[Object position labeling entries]
= = =
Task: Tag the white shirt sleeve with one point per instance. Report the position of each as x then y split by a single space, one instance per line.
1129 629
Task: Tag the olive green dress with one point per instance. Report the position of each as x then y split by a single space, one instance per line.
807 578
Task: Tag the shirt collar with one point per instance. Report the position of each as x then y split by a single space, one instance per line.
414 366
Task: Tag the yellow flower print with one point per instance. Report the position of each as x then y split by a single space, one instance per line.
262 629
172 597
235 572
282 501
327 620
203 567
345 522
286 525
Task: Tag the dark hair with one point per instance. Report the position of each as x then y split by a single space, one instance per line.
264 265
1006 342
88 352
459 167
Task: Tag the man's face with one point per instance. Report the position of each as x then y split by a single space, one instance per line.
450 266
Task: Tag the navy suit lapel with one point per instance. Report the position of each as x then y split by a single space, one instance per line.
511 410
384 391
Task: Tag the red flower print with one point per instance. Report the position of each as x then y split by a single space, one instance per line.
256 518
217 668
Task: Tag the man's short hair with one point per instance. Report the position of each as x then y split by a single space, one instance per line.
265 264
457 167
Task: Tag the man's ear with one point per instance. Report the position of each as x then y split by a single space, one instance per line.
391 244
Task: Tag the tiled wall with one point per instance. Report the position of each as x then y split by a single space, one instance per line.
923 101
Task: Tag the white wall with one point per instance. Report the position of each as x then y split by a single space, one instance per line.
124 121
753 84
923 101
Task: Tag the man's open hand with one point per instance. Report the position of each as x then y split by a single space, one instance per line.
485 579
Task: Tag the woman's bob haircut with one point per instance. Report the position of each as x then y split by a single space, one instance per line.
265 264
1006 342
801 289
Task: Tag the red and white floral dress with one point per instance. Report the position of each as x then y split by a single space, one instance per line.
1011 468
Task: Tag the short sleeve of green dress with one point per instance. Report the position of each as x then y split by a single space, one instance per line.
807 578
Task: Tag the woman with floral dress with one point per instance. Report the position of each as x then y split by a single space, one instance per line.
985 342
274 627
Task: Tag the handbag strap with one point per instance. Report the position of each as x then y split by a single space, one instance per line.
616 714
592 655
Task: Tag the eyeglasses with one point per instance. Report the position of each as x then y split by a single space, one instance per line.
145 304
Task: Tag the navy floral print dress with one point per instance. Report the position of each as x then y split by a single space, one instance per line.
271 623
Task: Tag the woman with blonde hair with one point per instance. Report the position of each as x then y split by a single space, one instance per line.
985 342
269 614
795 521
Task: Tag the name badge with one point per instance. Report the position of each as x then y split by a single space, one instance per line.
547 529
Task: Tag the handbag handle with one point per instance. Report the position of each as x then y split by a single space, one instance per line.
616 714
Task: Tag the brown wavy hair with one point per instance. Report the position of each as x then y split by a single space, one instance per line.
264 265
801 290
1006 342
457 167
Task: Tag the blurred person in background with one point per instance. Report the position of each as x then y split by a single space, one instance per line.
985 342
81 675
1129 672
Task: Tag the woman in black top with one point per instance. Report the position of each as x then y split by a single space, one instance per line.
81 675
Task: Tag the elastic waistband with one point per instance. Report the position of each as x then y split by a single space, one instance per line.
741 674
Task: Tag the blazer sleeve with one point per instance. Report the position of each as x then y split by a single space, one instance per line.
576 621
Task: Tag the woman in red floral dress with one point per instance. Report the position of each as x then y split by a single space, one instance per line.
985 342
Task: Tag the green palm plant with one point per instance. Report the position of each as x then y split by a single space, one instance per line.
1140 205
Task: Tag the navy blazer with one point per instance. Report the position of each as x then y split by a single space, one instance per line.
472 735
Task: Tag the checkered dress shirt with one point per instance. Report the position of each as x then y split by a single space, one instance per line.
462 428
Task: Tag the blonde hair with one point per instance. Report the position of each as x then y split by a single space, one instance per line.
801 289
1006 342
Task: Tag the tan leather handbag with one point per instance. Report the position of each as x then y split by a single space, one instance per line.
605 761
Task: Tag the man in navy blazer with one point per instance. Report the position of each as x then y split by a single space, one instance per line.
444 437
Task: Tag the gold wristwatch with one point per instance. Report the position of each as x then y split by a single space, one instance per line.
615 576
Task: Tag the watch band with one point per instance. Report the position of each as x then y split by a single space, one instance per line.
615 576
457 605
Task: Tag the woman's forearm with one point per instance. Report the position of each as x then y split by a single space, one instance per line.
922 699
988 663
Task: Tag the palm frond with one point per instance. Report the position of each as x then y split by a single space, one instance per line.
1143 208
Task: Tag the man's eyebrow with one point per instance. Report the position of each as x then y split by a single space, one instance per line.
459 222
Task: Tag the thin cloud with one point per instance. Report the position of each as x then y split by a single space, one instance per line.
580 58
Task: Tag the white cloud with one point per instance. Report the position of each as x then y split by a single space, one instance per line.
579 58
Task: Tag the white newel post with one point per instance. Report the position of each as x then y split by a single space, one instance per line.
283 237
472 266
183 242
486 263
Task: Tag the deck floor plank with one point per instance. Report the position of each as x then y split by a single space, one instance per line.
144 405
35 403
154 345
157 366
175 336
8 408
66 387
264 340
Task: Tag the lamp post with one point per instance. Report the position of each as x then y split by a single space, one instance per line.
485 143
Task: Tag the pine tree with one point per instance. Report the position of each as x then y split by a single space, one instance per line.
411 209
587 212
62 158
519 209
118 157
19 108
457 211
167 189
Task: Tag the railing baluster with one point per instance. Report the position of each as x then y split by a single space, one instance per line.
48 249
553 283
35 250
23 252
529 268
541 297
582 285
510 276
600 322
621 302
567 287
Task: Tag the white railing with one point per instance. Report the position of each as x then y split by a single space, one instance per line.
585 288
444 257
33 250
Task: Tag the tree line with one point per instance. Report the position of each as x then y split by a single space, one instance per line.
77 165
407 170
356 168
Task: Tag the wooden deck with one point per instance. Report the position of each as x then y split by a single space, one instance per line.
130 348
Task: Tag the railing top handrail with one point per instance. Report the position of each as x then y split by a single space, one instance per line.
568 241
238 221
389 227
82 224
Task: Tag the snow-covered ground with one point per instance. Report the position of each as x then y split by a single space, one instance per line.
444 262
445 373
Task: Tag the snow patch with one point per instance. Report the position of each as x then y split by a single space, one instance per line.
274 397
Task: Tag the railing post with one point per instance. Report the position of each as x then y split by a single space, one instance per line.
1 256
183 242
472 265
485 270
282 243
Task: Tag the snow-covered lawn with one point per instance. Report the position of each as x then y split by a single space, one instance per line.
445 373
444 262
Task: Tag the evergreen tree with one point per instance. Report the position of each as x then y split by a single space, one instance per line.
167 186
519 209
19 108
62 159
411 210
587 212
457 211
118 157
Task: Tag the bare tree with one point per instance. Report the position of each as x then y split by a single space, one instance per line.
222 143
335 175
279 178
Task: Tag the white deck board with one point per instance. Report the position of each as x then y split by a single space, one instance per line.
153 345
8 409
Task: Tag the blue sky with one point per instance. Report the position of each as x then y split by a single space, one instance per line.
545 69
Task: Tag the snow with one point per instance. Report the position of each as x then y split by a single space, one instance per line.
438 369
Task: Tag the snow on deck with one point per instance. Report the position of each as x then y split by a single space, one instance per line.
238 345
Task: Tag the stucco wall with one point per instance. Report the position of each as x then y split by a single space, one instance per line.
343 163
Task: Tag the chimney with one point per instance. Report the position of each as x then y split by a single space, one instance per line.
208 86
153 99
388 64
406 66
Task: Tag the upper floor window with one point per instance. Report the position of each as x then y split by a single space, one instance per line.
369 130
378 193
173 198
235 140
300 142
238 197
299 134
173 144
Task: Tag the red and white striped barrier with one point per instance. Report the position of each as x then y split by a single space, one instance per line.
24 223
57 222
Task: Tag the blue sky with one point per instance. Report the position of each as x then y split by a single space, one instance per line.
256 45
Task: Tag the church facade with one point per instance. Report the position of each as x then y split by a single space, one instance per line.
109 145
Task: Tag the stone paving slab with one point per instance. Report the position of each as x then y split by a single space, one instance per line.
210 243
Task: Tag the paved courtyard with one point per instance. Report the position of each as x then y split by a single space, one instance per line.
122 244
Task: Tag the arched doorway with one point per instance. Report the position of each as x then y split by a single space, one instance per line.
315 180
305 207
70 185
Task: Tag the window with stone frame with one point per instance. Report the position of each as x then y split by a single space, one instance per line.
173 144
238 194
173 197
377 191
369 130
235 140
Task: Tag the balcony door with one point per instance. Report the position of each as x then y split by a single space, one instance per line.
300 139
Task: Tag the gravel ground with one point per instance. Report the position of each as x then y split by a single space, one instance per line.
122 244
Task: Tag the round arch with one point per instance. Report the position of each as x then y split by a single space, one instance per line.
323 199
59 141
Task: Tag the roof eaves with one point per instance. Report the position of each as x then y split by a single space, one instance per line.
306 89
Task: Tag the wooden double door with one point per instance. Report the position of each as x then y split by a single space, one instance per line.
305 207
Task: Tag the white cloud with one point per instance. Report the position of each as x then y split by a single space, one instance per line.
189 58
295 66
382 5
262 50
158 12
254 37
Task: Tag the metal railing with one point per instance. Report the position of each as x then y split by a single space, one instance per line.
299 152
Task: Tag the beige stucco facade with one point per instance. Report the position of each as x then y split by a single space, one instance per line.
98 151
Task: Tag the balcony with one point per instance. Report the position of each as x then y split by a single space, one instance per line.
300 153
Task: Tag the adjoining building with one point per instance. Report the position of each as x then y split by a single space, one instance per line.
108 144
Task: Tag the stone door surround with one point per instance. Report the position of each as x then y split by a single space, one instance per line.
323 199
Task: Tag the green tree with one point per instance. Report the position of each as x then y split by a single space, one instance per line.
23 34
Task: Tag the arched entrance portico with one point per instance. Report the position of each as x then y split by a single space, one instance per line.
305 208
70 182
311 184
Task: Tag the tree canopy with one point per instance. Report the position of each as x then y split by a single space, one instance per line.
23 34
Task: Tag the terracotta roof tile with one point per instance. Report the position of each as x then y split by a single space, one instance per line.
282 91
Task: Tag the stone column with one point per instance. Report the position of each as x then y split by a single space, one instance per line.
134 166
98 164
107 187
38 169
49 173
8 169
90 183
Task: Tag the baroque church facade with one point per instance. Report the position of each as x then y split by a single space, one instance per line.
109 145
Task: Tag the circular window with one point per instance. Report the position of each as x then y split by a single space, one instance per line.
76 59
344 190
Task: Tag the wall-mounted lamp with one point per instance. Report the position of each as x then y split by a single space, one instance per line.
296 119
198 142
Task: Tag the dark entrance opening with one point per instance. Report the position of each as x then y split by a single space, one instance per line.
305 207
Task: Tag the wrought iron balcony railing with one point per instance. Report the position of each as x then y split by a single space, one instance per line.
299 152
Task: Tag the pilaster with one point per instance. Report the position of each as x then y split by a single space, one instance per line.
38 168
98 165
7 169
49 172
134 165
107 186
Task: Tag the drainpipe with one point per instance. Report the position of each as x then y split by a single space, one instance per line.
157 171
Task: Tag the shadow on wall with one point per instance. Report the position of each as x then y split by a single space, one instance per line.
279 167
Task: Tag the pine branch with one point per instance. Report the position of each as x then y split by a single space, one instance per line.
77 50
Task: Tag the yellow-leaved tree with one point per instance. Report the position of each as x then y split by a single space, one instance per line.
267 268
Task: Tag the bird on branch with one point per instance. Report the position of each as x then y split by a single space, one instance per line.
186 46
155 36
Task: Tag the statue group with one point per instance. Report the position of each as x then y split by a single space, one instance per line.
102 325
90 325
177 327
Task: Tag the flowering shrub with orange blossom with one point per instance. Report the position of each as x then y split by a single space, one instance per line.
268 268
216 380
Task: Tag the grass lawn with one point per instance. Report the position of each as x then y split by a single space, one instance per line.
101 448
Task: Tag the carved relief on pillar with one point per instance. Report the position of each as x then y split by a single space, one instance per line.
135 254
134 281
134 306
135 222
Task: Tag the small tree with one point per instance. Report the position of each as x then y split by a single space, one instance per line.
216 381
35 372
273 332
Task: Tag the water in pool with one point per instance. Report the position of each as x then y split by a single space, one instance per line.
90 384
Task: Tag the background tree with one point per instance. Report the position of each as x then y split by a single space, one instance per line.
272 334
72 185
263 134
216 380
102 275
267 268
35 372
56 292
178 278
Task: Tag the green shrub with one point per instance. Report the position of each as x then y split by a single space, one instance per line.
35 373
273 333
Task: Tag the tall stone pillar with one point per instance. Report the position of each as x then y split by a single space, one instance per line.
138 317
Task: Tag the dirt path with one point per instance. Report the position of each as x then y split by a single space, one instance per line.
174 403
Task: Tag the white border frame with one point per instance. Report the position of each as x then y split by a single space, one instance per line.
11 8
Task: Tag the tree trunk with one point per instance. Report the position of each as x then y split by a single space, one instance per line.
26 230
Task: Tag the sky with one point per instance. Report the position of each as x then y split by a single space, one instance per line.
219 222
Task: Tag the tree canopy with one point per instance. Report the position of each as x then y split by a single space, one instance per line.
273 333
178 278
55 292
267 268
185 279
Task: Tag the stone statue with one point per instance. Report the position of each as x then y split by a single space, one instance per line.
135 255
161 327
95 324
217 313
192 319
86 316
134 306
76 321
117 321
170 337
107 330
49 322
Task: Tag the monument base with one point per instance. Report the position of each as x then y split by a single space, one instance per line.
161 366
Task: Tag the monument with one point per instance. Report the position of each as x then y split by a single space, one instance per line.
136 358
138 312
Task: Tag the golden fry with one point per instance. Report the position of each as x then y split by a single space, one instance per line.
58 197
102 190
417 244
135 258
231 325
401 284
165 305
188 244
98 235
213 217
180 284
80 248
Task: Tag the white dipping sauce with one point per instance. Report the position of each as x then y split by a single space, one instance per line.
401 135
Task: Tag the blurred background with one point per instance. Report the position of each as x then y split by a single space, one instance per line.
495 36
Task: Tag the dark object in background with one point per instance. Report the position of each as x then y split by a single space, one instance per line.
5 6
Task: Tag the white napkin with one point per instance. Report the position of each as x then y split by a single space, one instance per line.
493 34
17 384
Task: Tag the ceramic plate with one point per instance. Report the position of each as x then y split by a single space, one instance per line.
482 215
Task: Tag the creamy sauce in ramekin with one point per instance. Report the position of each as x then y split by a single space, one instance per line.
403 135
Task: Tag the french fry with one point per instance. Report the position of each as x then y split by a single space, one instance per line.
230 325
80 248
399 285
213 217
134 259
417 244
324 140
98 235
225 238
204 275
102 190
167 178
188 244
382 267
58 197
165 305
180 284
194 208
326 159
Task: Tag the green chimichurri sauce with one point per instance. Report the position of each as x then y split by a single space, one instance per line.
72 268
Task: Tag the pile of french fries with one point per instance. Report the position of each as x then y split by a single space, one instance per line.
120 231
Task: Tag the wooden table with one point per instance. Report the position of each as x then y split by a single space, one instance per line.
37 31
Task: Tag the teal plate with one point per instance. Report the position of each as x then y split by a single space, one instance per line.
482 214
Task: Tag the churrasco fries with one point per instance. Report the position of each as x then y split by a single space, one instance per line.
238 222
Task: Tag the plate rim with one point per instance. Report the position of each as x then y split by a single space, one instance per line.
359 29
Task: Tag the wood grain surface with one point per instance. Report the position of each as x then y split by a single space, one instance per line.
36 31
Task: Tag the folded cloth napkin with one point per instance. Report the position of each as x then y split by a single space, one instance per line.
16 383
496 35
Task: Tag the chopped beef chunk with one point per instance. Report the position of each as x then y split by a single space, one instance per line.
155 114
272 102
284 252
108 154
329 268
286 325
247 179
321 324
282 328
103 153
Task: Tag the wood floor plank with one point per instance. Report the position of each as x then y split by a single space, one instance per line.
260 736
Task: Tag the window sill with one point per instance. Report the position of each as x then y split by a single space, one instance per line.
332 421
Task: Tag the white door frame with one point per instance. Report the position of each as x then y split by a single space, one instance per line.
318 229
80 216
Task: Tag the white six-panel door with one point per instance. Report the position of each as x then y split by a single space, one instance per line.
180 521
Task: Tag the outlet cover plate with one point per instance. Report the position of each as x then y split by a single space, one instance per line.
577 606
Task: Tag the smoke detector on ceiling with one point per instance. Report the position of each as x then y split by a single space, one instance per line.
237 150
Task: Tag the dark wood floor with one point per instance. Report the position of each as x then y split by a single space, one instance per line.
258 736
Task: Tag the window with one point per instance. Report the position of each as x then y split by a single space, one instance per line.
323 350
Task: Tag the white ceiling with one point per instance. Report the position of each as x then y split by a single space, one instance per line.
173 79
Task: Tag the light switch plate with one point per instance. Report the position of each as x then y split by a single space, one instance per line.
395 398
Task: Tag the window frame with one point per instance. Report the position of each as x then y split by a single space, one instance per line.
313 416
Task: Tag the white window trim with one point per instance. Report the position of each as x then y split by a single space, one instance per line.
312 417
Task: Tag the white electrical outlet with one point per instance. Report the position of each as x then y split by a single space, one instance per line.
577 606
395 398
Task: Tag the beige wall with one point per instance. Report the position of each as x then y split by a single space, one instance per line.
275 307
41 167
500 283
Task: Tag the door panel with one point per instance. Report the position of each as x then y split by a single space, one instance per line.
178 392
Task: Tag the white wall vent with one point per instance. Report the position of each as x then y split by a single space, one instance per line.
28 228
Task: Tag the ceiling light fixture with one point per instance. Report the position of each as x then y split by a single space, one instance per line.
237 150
= = =
# Exercise task
With both ends included, please retype exactly the lines from the line containing "Task: Tag the beige wall" to the final line of the data.

# Written answer
Task: Tag the beige wall with one point per instance. Report the position of each as x then y split by a single space, one instance per line.
275 307
41 167
500 283
Task: Tag the door panel with one point per instance. Report the position of each as x then y split by a single space, one instance per line.
178 392
Task: Tag the white wall vent with one point per instance. Report the position of each as x then y split by a single space, one instance per line.
28 228
Task: Tag the ceiling light fixture with one point per instance. Report the position of each as x then y split by a single space, one instance per line.
237 150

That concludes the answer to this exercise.